- Registros de datos -
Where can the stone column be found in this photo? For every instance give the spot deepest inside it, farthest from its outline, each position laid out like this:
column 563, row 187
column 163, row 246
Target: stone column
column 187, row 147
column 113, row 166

- Haz esto -
Escribe de nuevo, sin ningún cambio, todas las líneas de los registros anteriores.

- Respuesta -
Where can the stone column be found in this photo? For every instance give the spot deepest inside it, farthest from its outline, each position laid out like this:
column 563, row 187
column 163, row 246
Target: stone column
column 187, row 147
column 113, row 166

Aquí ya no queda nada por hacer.